-- SOURCE DATA follows --

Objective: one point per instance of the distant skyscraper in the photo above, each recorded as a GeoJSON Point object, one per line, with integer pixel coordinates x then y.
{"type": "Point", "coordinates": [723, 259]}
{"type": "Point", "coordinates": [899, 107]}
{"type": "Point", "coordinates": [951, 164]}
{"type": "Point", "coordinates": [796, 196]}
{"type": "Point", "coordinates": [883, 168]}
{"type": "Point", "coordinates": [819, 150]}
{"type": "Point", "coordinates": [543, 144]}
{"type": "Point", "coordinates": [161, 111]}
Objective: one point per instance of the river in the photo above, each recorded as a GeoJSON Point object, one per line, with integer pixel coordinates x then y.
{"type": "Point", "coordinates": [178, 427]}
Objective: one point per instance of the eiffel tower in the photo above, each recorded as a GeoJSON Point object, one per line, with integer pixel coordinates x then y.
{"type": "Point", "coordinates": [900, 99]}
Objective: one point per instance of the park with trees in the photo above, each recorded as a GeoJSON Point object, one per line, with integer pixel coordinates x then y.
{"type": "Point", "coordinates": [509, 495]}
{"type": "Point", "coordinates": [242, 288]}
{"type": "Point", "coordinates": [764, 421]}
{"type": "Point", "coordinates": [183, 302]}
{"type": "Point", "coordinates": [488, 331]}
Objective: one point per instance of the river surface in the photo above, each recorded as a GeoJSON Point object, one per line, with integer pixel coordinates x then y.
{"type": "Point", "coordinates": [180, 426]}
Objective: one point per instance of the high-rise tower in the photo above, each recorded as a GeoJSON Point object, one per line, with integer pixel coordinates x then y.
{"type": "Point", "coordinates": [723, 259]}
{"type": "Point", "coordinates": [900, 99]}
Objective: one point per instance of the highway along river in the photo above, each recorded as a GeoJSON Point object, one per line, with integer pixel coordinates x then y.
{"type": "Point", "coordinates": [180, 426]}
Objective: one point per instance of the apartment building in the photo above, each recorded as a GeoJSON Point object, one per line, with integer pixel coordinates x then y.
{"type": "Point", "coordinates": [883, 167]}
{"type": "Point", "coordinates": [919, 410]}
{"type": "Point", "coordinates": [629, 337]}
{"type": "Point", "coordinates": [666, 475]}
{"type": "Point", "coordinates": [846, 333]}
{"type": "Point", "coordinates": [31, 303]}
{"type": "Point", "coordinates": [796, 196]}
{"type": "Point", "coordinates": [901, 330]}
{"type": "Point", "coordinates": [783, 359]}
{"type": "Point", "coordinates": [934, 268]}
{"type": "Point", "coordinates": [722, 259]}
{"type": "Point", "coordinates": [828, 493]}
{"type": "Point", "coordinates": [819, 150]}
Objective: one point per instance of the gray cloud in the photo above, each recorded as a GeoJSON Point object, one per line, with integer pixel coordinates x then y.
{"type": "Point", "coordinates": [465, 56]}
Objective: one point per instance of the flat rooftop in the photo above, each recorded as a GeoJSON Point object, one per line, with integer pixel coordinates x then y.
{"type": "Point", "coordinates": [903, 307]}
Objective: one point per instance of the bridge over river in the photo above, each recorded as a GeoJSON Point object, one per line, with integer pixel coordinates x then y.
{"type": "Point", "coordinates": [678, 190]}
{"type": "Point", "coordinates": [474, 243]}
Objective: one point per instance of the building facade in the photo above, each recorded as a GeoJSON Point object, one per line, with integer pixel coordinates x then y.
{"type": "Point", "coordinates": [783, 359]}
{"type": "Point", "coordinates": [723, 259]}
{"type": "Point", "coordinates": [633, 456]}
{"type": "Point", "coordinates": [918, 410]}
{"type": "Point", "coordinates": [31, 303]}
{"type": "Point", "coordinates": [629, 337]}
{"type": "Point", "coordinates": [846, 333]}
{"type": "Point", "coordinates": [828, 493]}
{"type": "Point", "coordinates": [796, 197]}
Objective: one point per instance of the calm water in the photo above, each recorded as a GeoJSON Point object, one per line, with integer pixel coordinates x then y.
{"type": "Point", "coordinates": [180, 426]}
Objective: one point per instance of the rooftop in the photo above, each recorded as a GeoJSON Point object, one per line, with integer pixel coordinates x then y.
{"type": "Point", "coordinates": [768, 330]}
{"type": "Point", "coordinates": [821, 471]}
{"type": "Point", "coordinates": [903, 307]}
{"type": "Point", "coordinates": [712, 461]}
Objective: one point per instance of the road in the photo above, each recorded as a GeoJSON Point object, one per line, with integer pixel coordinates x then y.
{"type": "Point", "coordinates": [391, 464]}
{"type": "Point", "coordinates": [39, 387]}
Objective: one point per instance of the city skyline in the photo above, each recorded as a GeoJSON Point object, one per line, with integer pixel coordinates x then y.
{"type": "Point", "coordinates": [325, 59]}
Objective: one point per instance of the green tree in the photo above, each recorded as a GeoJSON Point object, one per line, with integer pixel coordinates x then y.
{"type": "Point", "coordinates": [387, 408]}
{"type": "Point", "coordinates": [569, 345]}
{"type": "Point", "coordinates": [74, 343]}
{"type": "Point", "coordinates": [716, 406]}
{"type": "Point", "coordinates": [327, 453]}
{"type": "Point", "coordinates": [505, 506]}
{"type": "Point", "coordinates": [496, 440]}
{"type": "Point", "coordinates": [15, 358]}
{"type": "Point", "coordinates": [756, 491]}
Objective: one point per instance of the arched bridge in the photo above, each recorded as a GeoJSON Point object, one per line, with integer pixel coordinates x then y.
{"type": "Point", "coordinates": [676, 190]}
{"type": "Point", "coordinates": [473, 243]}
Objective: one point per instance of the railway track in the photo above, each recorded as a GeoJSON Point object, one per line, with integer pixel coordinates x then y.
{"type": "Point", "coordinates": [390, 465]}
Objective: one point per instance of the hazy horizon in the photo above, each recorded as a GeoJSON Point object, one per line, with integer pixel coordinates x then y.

-- SOURCE DATA concluded --

PROBLEM TO WORK ON
Copy out all the entries exactly once more.

RESPONSE
Objective: one point per instance of the distant skyscraper in the photo above, each recorded as a GeoJSON Point object, one per line, with integer pixel coordinates x then y.
{"type": "Point", "coordinates": [723, 259]}
{"type": "Point", "coordinates": [899, 107]}
{"type": "Point", "coordinates": [951, 164]}
{"type": "Point", "coordinates": [796, 196]}
{"type": "Point", "coordinates": [883, 168]}
{"type": "Point", "coordinates": [819, 150]}
{"type": "Point", "coordinates": [543, 144]}
{"type": "Point", "coordinates": [161, 111]}
Objective: one point per instance of the river in the photo above, each recorded as a GeoJSON Point object, one per line, with integer pixel coordinates x then y.
{"type": "Point", "coordinates": [178, 427]}
Objective: one point per instance of the eiffel tower in the photo above, each recorded as a GeoJSON Point object, one per line, with integer pixel coordinates x then y.
{"type": "Point", "coordinates": [900, 99]}
Objective: one point per instance of the park with trees in the photo above, each recorded as a GeoJSON Point object, one per line, with integer pixel coordinates x then y.
{"type": "Point", "coordinates": [509, 495]}
{"type": "Point", "coordinates": [242, 288]}
{"type": "Point", "coordinates": [764, 421]}
{"type": "Point", "coordinates": [183, 302]}
{"type": "Point", "coordinates": [488, 331]}
Objective: one point per instance of the river surface in the photo above, each recorded as a GeoJSON Point object, one per line, with integer pixel coordinates x then y.
{"type": "Point", "coordinates": [180, 426]}
Objective: one point per instance of the high-rise tower in the photo above, each recorded as a GeoJSON Point object, one per line, with integer pixel coordinates x then y.
{"type": "Point", "coordinates": [723, 259]}
{"type": "Point", "coordinates": [900, 99]}
Objective: one point per instance of the highway along river in the photo above, each recorded as a GeoJSON Point object, one per line, with integer pixel coordinates x then y.
{"type": "Point", "coordinates": [180, 426]}
Objective: one point per instance of the apartment building in the photo above, each recorded as a GeoJSON Point object, one per line, with integer pixel coordinates x then y.
{"type": "Point", "coordinates": [883, 167]}
{"type": "Point", "coordinates": [919, 410]}
{"type": "Point", "coordinates": [629, 337]}
{"type": "Point", "coordinates": [666, 475]}
{"type": "Point", "coordinates": [846, 333]}
{"type": "Point", "coordinates": [31, 303]}
{"type": "Point", "coordinates": [796, 196]}
{"type": "Point", "coordinates": [901, 330]}
{"type": "Point", "coordinates": [783, 359]}
{"type": "Point", "coordinates": [934, 268]}
{"type": "Point", "coordinates": [722, 259]}
{"type": "Point", "coordinates": [828, 493]}
{"type": "Point", "coordinates": [819, 150]}
Objective: one point per instance of the gray cloud in the photo above, each recorded as a GeoJSON Point object, one per line, with integer pixel coordinates x then y.
{"type": "Point", "coordinates": [465, 56]}
Objective: one point per instance of the flat rooftop in the photo above, each recorded as a GeoJSON Point object, one per line, with integer pixel coordinates x then y.
{"type": "Point", "coordinates": [903, 307]}
Objective: one point per instance of the bridge over river in the photo above, each recorded as a GeoJSON Point object, one per line, with integer pixel coordinates x then y.
{"type": "Point", "coordinates": [678, 190]}
{"type": "Point", "coordinates": [474, 243]}
Objective: one point per instance of the building facade in the photo above, each recorded as a GeoJSON Point object, one per line, with integer pixel coordinates x then y.
{"type": "Point", "coordinates": [783, 359]}
{"type": "Point", "coordinates": [723, 259]}
{"type": "Point", "coordinates": [633, 456]}
{"type": "Point", "coordinates": [918, 410]}
{"type": "Point", "coordinates": [31, 303]}
{"type": "Point", "coordinates": [629, 337]}
{"type": "Point", "coordinates": [846, 333]}
{"type": "Point", "coordinates": [828, 493]}
{"type": "Point", "coordinates": [796, 197]}
Objective: one point per instance of the calm water in the photo above, each recorded as a GeoJSON Point object, one per line, with integer pixel coordinates x then y.
{"type": "Point", "coordinates": [180, 426]}
Objective: one point per instance of the rooftop in the photo above, each recorded as a GeoJSON Point object, one per line, with integer pixel coordinates x then y.
{"type": "Point", "coordinates": [768, 330]}
{"type": "Point", "coordinates": [821, 471]}
{"type": "Point", "coordinates": [903, 307]}
{"type": "Point", "coordinates": [712, 461]}
Objective: one point per instance of the road in the photo above, each recorded as a GeoJSON Point object, one per line, with integer pixel coordinates x then y.
{"type": "Point", "coordinates": [391, 464]}
{"type": "Point", "coordinates": [39, 387]}
Objective: one point per instance of the city skyline in the photo above, each recorded as a GeoJSON Point object, one per line, with integer pixel coordinates x then y.
{"type": "Point", "coordinates": [325, 59]}
Objective: one point per instance of the green tree in the photo above, each recorded as a GeoJSON Point object, one per line, with integer pixel coordinates x then y.
{"type": "Point", "coordinates": [387, 408]}
{"type": "Point", "coordinates": [569, 345]}
{"type": "Point", "coordinates": [74, 343]}
{"type": "Point", "coordinates": [716, 406]}
{"type": "Point", "coordinates": [327, 453]}
{"type": "Point", "coordinates": [505, 506]}
{"type": "Point", "coordinates": [496, 440]}
{"type": "Point", "coordinates": [15, 358]}
{"type": "Point", "coordinates": [756, 491]}
Objective: one point per instance of the arched bridge in the photo above, each recorded as a GeoJSON Point object, one per line, with integer pixel coordinates x then y.
{"type": "Point", "coordinates": [676, 190]}
{"type": "Point", "coordinates": [473, 243]}
Objective: one point per instance of the railway track in the photo above, each recorded as a GeoJSON Point object, one per line, with integer pixel coordinates x then y.
{"type": "Point", "coordinates": [390, 465]}
Objective: one point per instance of the hazy horizon in the photo above, each recorded as a GeoJSON Point object, one per line, with integer pixel coordinates x then y.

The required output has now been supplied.